TASK GOAL
State, as one number, how many lines in these records hold "face".
##############################
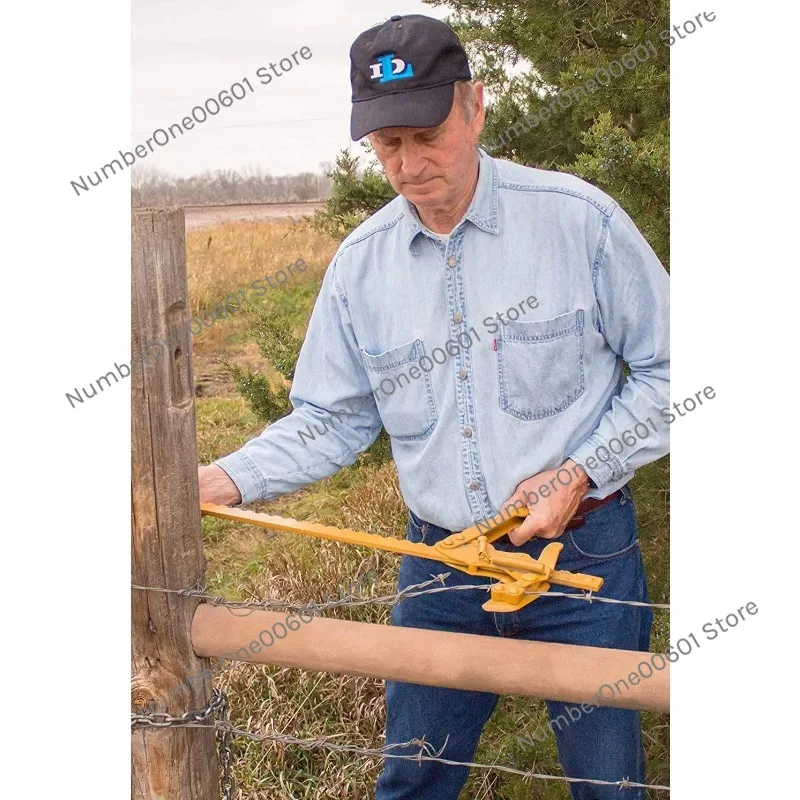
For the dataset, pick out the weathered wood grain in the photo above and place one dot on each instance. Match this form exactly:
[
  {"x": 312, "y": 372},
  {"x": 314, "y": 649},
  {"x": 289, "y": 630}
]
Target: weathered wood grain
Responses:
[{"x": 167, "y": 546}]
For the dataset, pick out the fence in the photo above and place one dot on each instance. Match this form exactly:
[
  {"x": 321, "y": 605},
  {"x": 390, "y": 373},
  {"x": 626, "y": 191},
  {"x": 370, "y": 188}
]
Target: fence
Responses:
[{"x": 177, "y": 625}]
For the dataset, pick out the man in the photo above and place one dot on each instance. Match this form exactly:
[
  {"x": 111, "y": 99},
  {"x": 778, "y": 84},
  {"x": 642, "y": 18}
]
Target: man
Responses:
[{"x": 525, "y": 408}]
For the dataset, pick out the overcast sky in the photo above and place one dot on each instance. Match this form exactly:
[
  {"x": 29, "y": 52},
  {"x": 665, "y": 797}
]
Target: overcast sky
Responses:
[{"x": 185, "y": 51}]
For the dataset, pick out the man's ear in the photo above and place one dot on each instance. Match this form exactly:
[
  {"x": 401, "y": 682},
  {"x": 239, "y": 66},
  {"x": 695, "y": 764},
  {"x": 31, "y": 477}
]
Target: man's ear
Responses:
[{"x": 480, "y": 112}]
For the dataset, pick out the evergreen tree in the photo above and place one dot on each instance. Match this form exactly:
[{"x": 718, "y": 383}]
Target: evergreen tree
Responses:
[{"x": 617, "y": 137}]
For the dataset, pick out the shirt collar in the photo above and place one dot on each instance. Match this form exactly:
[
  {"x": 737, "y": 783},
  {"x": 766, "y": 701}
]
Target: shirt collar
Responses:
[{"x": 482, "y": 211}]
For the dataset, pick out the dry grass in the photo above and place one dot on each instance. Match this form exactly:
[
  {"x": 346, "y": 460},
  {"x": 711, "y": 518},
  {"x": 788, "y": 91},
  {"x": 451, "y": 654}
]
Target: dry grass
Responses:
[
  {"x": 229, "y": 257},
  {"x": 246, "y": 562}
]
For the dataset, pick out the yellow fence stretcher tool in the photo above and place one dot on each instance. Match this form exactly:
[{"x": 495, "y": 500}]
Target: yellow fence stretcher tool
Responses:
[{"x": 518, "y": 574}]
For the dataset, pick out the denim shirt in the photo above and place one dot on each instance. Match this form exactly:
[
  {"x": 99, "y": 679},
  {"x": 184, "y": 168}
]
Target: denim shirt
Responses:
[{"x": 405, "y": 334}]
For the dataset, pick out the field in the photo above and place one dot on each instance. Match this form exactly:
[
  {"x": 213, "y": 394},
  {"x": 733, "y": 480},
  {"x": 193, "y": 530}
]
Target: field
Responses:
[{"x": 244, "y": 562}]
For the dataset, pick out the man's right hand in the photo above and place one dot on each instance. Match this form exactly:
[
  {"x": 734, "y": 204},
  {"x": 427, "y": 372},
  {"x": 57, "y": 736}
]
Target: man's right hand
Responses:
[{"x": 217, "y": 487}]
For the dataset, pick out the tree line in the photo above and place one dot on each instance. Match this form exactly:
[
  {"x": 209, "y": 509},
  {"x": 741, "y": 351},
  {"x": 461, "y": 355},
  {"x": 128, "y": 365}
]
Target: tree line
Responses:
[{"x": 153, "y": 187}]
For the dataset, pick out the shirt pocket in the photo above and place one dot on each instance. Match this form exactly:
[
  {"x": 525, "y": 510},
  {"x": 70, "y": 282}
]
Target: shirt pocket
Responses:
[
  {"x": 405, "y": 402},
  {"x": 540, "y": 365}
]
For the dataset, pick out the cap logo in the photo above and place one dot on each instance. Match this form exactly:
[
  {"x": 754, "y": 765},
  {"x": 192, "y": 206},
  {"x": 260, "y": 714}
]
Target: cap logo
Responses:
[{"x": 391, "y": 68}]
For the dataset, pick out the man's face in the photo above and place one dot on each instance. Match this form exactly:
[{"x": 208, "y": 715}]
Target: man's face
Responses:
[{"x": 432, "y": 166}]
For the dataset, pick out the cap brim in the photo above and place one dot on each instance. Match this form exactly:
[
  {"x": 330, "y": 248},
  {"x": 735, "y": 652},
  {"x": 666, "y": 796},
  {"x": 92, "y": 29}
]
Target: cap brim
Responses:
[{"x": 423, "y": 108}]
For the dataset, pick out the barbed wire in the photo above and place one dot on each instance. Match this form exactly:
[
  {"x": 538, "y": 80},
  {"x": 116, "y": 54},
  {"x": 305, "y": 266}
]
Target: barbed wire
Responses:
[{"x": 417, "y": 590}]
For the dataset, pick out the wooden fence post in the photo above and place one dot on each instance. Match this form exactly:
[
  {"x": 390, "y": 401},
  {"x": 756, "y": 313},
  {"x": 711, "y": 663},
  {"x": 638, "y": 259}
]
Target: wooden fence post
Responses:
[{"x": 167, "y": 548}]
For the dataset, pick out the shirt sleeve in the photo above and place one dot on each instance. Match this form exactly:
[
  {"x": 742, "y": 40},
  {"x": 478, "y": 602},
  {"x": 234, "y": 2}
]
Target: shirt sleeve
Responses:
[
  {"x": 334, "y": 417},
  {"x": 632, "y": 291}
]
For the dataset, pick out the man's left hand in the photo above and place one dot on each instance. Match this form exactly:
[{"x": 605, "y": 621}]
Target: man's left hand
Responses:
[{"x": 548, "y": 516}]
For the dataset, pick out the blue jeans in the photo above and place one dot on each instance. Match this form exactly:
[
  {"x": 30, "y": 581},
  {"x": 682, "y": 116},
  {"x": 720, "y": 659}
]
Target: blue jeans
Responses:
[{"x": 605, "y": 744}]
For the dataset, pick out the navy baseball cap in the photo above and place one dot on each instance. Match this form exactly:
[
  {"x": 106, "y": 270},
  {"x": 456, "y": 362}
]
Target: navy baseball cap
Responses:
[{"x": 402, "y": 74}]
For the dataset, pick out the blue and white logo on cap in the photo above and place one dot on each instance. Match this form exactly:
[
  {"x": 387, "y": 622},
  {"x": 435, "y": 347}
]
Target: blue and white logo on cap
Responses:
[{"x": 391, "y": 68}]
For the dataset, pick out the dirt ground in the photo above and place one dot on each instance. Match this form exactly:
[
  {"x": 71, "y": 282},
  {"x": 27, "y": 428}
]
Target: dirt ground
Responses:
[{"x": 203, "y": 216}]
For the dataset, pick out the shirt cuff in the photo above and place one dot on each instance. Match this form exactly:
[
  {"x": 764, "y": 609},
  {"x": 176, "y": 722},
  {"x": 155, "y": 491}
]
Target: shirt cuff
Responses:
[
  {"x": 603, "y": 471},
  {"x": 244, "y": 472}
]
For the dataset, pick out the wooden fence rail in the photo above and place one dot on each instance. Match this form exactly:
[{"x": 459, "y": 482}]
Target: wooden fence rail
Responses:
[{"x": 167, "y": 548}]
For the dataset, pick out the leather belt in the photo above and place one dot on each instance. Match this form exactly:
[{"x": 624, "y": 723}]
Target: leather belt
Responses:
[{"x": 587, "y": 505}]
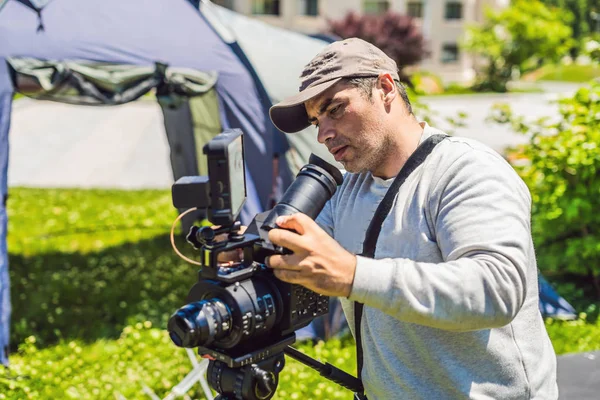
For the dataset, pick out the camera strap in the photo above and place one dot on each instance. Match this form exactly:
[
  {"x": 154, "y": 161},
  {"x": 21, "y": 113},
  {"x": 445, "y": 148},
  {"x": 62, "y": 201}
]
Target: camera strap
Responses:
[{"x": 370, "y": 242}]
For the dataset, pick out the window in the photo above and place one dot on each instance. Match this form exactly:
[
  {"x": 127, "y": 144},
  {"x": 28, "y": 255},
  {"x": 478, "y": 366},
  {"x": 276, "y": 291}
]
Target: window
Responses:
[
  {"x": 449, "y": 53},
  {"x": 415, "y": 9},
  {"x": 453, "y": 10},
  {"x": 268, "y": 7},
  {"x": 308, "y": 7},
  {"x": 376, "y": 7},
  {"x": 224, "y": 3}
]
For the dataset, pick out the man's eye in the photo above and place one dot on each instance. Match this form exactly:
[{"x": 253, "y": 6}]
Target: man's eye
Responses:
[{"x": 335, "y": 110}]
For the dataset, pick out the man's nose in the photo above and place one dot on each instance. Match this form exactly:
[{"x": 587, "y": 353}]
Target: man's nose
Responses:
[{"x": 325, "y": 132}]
##############################
FINISHED TASK
2